Stored items from a collection:
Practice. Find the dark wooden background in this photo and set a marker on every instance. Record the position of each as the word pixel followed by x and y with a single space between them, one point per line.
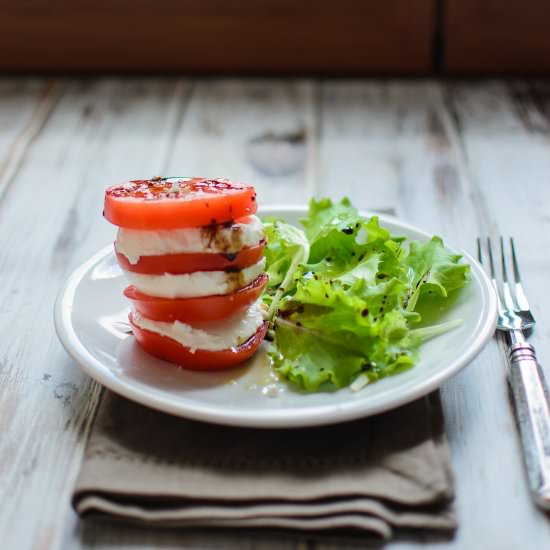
pixel 276 36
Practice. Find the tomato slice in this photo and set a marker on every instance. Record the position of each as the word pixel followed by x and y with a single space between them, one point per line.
pixel 196 310
pixel 170 350
pixel 169 203
pixel 177 264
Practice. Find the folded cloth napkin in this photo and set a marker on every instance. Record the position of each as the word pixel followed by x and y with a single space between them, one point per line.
pixel 373 475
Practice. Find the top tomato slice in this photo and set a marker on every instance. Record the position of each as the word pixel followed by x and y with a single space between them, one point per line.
pixel 169 203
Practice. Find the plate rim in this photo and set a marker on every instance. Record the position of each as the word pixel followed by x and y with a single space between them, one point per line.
pixel 274 418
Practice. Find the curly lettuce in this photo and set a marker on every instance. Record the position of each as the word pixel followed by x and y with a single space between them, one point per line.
pixel 345 296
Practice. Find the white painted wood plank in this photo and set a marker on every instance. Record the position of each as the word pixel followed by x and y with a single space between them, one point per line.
pixel 443 159
pixel 50 221
pixel 25 105
pixel 258 131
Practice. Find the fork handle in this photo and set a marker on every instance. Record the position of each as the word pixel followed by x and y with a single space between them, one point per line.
pixel 533 417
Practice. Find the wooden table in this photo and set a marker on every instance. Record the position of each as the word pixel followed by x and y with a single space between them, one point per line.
pixel 459 159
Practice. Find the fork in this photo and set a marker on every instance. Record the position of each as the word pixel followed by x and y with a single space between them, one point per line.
pixel 529 390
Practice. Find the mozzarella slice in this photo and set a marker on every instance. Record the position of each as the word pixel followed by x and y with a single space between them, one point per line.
pixel 211 336
pixel 198 283
pixel 224 239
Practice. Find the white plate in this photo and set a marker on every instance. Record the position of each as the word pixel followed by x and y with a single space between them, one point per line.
pixel 90 309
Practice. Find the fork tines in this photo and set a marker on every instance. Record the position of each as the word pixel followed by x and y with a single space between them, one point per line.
pixel 510 301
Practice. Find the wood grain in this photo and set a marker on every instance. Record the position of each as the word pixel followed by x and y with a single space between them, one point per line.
pixel 496 37
pixel 202 36
pixel 459 159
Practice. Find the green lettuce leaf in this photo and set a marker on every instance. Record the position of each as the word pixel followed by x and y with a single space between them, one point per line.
pixel 287 247
pixel 343 297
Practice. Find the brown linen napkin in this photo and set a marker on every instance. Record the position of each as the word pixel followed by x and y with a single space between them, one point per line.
pixel 373 475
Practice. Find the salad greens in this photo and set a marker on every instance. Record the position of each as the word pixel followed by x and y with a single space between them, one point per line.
pixel 344 296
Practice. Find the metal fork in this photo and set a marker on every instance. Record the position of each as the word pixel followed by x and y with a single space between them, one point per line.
pixel 525 375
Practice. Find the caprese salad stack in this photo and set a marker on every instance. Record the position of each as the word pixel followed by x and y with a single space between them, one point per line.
pixel 192 250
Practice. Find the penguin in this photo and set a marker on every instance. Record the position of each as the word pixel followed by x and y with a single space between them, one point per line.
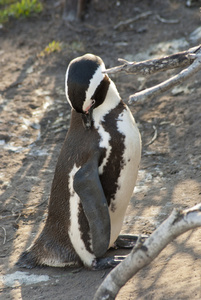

Instructions to follow:
Please update the entries from their very start through the line that contains "pixel 276 36", swapping "dark wooden background" for "brown wooden background" and keeping everything else the same. Omit the pictures from your answer.

Exercise solution:
Practice. Find the brown wooden background in this photo and set a marker on every instance. Record the position of each as the word pixel followed by x and y with a single space between them, one point per line.
pixel 276 36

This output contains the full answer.